**Records to use:**
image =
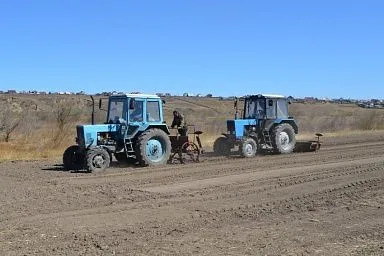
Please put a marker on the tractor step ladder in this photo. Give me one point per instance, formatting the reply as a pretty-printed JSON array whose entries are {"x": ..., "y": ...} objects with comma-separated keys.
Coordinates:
[
  {"x": 129, "y": 146},
  {"x": 267, "y": 138}
]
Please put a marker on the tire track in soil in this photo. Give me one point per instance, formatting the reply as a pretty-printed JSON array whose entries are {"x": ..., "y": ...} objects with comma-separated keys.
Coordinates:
[
  {"x": 143, "y": 210},
  {"x": 220, "y": 166},
  {"x": 218, "y": 201}
]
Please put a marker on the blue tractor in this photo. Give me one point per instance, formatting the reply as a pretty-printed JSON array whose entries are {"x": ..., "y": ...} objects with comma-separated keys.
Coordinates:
[
  {"x": 135, "y": 131},
  {"x": 264, "y": 126}
]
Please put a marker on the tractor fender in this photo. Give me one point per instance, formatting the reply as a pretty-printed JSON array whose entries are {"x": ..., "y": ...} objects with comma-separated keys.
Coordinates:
[
  {"x": 292, "y": 122},
  {"x": 161, "y": 127}
]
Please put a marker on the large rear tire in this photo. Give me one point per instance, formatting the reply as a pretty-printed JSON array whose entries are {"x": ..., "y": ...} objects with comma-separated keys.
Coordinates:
[
  {"x": 248, "y": 148},
  {"x": 98, "y": 159},
  {"x": 153, "y": 148},
  {"x": 284, "y": 139},
  {"x": 222, "y": 147},
  {"x": 73, "y": 159}
]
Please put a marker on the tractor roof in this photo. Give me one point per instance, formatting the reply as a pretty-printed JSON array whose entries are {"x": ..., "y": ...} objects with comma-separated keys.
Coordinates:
[
  {"x": 274, "y": 96},
  {"x": 138, "y": 95}
]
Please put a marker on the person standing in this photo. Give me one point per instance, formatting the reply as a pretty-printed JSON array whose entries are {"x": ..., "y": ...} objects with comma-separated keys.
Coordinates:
[{"x": 179, "y": 123}]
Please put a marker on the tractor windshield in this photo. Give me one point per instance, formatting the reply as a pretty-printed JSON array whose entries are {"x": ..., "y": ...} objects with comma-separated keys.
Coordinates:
[
  {"x": 116, "y": 111},
  {"x": 254, "y": 108}
]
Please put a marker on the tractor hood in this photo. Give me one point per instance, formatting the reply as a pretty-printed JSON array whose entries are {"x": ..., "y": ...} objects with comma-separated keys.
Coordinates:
[{"x": 87, "y": 135}]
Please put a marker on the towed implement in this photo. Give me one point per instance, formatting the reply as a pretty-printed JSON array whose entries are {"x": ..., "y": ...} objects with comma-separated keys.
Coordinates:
[{"x": 264, "y": 126}]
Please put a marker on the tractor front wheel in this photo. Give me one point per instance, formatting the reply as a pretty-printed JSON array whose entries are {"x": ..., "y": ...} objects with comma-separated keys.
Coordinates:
[
  {"x": 248, "y": 148},
  {"x": 153, "y": 147},
  {"x": 284, "y": 140},
  {"x": 73, "y": 159},
  {"x": 98, "y": 159}
]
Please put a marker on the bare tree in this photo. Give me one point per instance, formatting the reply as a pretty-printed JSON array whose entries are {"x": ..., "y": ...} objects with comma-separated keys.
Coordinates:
[
  {"x": 65, "y": 114},
  {"x": 9, "y": 121}
]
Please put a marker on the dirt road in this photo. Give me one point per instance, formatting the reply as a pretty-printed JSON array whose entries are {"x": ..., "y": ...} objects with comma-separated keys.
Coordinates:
[{"x": 325, "y": 203}]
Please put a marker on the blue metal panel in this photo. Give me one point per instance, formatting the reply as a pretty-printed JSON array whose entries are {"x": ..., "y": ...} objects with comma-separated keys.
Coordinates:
[
  {"x": 239, "y": 126},
  {"x": 91, "y": 131}
]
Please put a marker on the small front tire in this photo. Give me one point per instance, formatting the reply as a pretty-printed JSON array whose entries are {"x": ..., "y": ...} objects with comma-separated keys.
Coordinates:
[
  {"x": 248, "y": 148},
  {"x": 98, "y": 159},
  {"x": 73, "y": 159}
]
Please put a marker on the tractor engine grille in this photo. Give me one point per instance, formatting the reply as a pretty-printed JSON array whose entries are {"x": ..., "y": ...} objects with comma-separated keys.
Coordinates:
[{"x": 80, "y": 135}]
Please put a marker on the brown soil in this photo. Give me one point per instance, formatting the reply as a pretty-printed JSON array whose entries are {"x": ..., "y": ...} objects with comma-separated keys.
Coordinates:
[{"x": 326, "y": 203}]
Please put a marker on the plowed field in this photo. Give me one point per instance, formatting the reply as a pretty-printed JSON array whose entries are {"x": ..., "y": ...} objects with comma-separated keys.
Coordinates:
[{"x": 326, "y": 203}]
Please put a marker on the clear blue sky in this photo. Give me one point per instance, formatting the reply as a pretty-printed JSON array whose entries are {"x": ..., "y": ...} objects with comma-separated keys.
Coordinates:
[{"x": 300, "y": 48}]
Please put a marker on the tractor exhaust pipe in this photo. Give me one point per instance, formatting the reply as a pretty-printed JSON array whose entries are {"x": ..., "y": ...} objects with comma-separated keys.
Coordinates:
[
  {"x": 93, "y": 110},
  {"x": 236, "y": 108}
]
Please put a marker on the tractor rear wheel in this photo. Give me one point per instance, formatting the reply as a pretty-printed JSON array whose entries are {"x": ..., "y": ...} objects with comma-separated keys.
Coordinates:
[
  {"x": 73, "y": 159},
  {"x": 153, "y": 147},
  {"x": 98, "y": 159},
  {"x": 284, "y": 139},
  {"x": 248, "y": 147},
  {"x": 222, "y": 147}
]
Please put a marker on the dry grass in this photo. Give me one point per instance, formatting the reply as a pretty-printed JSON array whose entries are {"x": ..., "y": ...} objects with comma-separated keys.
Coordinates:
[{"x": 42, "y": 135}]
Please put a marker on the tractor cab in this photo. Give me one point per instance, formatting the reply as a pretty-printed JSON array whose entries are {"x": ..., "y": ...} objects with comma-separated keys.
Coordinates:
[
  {"x": 134, "y": 109},
  {"x": 264, "y": 106}
]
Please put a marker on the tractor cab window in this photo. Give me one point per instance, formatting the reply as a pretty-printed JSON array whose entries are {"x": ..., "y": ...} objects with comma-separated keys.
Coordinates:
[
  {"x": 153, "y": 111},
  {"x": 271, "y": 110},
  {"x": 136, "y": 114},
  {"x": 116, "y": 111},
  {"x": 254, "y": 108},
  {"x": 250, "y": 109}
]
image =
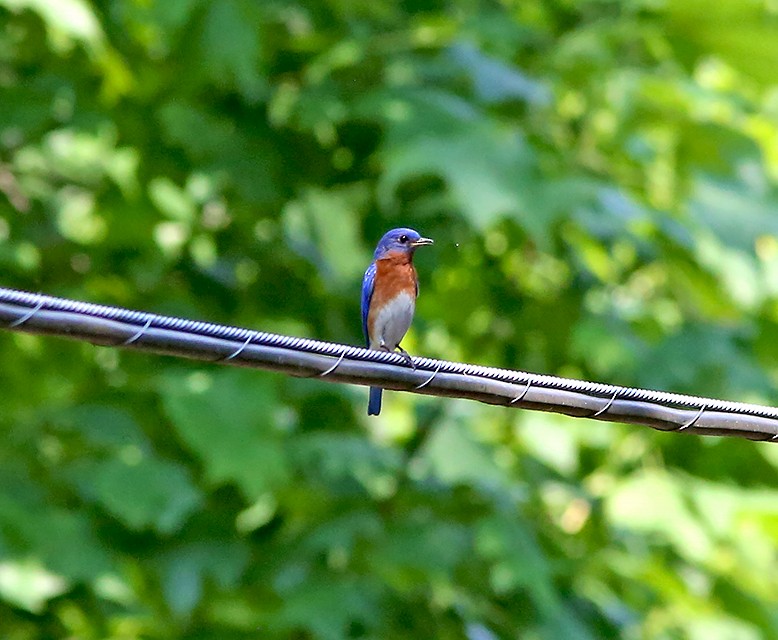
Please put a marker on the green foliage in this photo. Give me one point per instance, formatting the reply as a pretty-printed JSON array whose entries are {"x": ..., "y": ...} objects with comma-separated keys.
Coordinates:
[{"x": 600, "y": 180}]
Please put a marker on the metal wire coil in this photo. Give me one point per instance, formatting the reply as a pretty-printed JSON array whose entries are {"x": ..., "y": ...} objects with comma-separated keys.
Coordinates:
[{"x": 105, "y": 325}]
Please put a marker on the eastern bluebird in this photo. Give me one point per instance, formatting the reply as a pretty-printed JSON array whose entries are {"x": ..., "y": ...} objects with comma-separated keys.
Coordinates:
[{"x": 389, "y": 291}]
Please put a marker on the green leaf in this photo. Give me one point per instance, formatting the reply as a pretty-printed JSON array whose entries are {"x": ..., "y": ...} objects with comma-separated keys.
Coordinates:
[
  {"x": 227, "y": 419},
  {"x": 143, "y": 492}
]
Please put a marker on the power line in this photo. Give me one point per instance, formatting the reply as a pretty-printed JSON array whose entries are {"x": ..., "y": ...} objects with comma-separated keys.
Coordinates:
[{"x": 117, "y": 327}]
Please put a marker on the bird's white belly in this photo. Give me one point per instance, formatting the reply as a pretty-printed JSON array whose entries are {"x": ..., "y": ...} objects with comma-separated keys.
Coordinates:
[{"x": 392, "y": 321}]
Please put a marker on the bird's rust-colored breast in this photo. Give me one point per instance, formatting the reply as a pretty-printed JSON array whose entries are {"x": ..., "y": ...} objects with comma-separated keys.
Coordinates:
[{"x": 395, "y": 274}]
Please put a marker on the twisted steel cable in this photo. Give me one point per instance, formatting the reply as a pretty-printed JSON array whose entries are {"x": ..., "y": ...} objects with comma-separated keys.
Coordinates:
[{"x": 114, "y": 326}]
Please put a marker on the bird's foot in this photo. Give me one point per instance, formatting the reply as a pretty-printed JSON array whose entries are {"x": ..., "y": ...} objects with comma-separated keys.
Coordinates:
[{"x": 407, "y": 357}]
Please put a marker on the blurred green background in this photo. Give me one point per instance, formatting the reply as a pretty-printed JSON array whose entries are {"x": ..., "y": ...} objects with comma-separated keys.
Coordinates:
[{"x": 600, "y": 178}]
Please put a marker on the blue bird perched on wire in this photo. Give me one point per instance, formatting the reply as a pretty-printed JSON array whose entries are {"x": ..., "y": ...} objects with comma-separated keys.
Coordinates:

**Required action:** The result should be every line of the material that contains the word "soil", so copy those lines.

**Exercise solution:**
Please put a marker on the tire track in soil in this photo. Give me one point per instance, formatting the reply as a pretty-printed JSON array whose entries are {"x": ..., "y": ...} objects with comma-separated keys.
Please put a marker on the brown soil in this photo. Give me one point per instance, formatting the reply as a pretty-printed JSON array whose entries are {"x": ..., "y": ...} objects with comma-separated keys.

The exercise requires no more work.